Required action | Copy the records. Keep every line exactly as it is.

Input records |
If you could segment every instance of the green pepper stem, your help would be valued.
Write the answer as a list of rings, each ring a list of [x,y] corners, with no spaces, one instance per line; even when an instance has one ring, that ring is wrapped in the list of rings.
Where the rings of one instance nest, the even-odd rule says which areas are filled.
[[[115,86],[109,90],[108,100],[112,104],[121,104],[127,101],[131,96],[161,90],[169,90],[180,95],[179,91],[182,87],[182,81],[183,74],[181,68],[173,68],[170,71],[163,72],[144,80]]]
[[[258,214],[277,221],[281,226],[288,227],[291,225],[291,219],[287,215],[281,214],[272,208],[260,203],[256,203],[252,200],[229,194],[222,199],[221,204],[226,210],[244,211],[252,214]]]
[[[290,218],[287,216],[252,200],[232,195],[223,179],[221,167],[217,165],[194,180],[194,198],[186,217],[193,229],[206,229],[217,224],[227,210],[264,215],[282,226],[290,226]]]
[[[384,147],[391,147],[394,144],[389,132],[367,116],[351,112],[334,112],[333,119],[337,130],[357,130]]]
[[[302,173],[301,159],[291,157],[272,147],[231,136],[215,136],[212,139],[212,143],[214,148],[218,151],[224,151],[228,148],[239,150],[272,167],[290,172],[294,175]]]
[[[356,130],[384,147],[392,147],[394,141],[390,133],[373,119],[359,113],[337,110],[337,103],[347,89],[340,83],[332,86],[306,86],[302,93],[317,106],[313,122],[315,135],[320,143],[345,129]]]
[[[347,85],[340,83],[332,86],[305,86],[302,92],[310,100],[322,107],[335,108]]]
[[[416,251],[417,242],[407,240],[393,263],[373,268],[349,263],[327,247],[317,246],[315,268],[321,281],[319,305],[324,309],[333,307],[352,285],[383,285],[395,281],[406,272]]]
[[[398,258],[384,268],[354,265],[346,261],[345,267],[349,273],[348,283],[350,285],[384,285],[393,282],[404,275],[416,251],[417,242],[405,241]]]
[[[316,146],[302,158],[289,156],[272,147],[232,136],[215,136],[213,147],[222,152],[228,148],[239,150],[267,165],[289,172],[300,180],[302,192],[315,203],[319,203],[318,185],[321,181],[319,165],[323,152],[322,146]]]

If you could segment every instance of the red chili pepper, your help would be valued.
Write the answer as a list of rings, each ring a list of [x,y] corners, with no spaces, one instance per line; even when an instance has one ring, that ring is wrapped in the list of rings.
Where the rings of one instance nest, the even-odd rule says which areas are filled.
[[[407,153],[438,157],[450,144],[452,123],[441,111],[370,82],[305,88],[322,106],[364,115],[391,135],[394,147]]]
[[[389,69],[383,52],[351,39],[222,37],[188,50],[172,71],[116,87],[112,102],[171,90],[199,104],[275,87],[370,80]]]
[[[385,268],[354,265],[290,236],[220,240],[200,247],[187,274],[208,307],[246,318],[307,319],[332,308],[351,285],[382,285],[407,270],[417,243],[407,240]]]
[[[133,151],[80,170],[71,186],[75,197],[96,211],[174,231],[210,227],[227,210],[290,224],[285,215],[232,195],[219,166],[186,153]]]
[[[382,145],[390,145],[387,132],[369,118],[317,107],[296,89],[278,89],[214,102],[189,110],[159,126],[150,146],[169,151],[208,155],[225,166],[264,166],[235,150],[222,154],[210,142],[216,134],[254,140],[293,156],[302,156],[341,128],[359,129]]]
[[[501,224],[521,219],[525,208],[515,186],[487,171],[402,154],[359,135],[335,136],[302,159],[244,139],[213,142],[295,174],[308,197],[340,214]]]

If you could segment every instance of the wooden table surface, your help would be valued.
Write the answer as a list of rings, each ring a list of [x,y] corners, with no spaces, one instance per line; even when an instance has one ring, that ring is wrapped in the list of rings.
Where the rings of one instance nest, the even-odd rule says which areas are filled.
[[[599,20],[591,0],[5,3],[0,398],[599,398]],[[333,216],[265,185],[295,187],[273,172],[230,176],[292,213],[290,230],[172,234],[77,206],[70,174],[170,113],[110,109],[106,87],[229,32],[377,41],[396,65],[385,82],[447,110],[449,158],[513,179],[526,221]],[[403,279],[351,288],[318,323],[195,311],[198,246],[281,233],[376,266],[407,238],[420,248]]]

Exercise output |
If you could segment every instance of the green pepper stem, your help would be valued.
Write the answer as a list of rings, each ring a list of [x,y] corners, with no spaces, one instance per line; even when an instance has one ring, that ring is wrapped in the list of rings.
Where the rings of one instance nest, the even-odd rule says which areas are filled.
[[[115,86],[109,90],[108,100],[112,104],[121,104],[127,101],[131,96],[161,90],[169,90],[180,95],[179,91],[182,87],[182,81],[183,74],[181,68],[173,68],[170,71],[163,72],[144,80]]]
[[[258,214],[277,221],[281,226],[288,227],[291,225],[291,219],[287,215],[281,214],[272,208],[260,203],[256,203],[252,200],[229,194],[222,199],[221,204],[226,210],[244,211],[252,214]]]
[[[290,218],[287,216],[252,200],[232,195],[223,179],[221,167],[217,165],[194,180],[194,198],[186,217],[193,229],[206,229],[217,224],[227,210],[264,215],[282,226],[290,226]]]
[[[384,147],[391,147],[394,144],[389,132],[367,116],[351,112],[334,112],[333,119],[337,130],[357,130]]]
[[[302,173],[301,159],[291,157],[272,147],[231,136],[215,136],[212,139],[212,143],[214,148],[218,151],[224,151],[228,148],[239,150],[272,167],[290,172],[294,175]]]
[[[356,130],[384,147],[392,147],[394,141],[390,133],[373,119],[359,113],[337,110],[337,103],[347,89],[340,83],[332,86],[306,86],[302,93],[317,106],[313,122],[315,135],[320,143],[345,129]]]
[[[347,85],[340,83],[332,86],[305,86],[302,92],[310,100],[322,107],[335,108]]]
[[[416,251],[417,242],[407,240],[393,263],[373,268],[349,263],[327,247],[317,246],[315,268],[321,281],[319,305],[324,309],[333,307],[352,285],[383,285],[395,281],[406,272]]]
[[[398,258],[384,268],[354,265],[346,261],[345,267],[349,273],[348,283],[350,285],[384,285],[393,282],[404,275],[416,251],[417,242],[405,241]]]
[[[316,146],[302,158],[289,156],[272,147],[232,136],[215,136],[213,147],[222,152],[228,148],[239,150],[267,165],[289,172],[300,180],[302,192],[315,203],[319,203],[318,185],[321,181],[319,165],[323,152],[322,146]]]

If you could segment every instance of the red chili pepper, your help would be valued.
Write the answer as a list of rings, each ring a list of [x,y] corners, with no spaces, one instance per line; even when an instance has one ring, that ring is wrapped in the list of rings.
Where the rings of one instance nest, the even-odd rule says which areas are filled.
[[[407,153],[438,157],[450,144],[452,123],[441,111],[370,82],[305,88],[322,106],[364,115],[391,135],[394,147]]]
[[[389,69],[383,52],[351,39],[222,37],[188,50],[172,71],[116,87],[112,102],[171,90],[199,104],[275,87],[370,80]]]
[[[385,268],[354,265],[290,236],[220,240],[200,247],[187,274],[208,307],[246,318],[307,319],[332,308],[351,285],[382,285],[407,270],[417,243],[407,240]]]
[[[133,151],[80,170],[71,186],[75,197],[96,211],[174,231],[210,227],[227,210],[290,224],[285,215],[232,195],[219,166],[186,153]]]
[[[382,145],[390,145],[387,132],[369,118],[317,107],[296,89],[278,89],[214,102],[189,110],[159,126],[150,146],[169,151],[208,155],[225,166],[264,166],[235,150],[222,154],[210,142],[216,134],[254,140],[293,156],[302,156],[341,128],[359,129]]]
[[[501,224],[521,219],[525,208],[515,186],[487,171],[402,154],[359,135],[335,136],[302,159],[244,139],[213,142],[295,174],[308,197],[340,214]]]

If you could segment every instance of the wooden table surface, your help would be valued.
Write the answer as a list of rings, each ring a list of [x,y] corners, with no spaces, one instance per line; even when an instance has one ring, that ring is wrapped in the list of rings.
Where the rings of one instance nest, the even-odd rule says which areas are filled.
[[[599,20],[591,0],[5,3],[0,398],[599,398]],[[333,216],[265,185],[295,187],[273,172],[230,176],[292,213],[290,230],[172,234],[77,206],[70,174],[170,113],[110,109],[106,87],[229,32],[377,41],[396,65],[385,82],[447,110],[449,158],[513,179],[526,221]],[[403,279],[351,288],[318,323],[195,311],[198,246],[281,233],[376,266],[407,238],[420,248]]]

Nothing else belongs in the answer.